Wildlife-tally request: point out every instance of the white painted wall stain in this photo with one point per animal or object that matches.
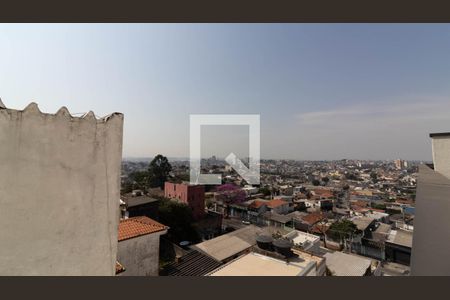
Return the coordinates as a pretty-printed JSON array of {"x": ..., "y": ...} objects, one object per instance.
[{"x": 59, "y": 191}]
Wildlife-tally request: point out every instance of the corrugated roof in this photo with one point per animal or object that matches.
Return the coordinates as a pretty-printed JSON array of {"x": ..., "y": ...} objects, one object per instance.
[
  {"x": 193, "y": 263},
  {"x": 227, "y": 245}
]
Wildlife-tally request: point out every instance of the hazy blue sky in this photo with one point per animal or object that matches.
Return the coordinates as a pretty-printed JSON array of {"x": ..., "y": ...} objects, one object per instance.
[{"x": 324, "y": 91}]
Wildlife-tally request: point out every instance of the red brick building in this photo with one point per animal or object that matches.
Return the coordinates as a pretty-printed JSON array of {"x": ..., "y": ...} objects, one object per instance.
[{"x": 192, "y": 195}]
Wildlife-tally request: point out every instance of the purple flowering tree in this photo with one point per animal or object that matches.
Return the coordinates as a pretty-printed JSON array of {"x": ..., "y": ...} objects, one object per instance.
[{"x": 230, "y": 194}]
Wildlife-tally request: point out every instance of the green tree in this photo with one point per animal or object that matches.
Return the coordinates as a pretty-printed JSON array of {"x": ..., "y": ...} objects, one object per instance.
[
  {"x": 139, "y": 179},
  {"x": 342, "y": 230},
  {"x": 158, "y": 171}
]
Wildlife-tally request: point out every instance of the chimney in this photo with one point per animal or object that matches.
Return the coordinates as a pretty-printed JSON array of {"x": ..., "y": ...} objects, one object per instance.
[{"x": 441, "y": 152}]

....

• _CHALLENGE_
Can you rewrite all the records above with "Wildlife-tally request" changed to "Counting request" wherever it occurs, keeping everything else the same? Leave the pictures out.

• _EXERCISE RESPONSE_
Counting request: point out every instance of the white painted wall stain in this photo with one point per animal or object that matches.
Return the coordinates as a pretty-printed JSON array of {"x": ..., "y": ...} objects, one object per instance.
[{"x": 59, "y": 191}]
Counting request: point out every instance of the corrugated roof in this photo with one point per animal or object that matches.
Return the coordinates as a pretty-printed JSON array of {"x": ..., "y": ...} objects, one object per instance.
[
  {"x": 193, "y": 263},
  {"x": 227, "y": 245}
]
Counting request: point out every instance of the hazy blue sky in this photo with one point per animal or object that matches.
Return the coordinates as a pretty-printed JSON array of {"x": ..., "y": ...} objects, one object per instance.
[{"x": 324, "y": 91}]
Counting request: point out every instance of the red brick building in this photo with one point per animal or object that matches.
Return the coordinates as a pretty-printed JSON array of {"x": ..., "y": ...} objects, one object per instance.
[{"x": 192, "y": 195}]
Counting request: point out every instance of the purple flowering tree in this photo with one point per animal or object that matches.
Return the coordinates as a pretty-printed JSON array of {"x": ..., "y": ...} objects, one object per instance.
[{"x": 230, "y": 194}]
Counting request: point out every instance of the green tree in this photo with one point per animal or object that matches.
Return the coordinates as a pretty-printed JSON array of {"x": ..., "y": ...} objects, one object per instance.
[
  {"x": 139, "y": 179},
  {"x": 342, "y": 230},
  {"x": 158, "y": 171}
]
Counting request: point out every instance of the chimney in this photo with one point per animal or object that matches.
Return the coordinates as a pretty-printed JSON array of {"x": ..., "y": ...} objects, one object per instance.
[{"x": 441, "y": 152}]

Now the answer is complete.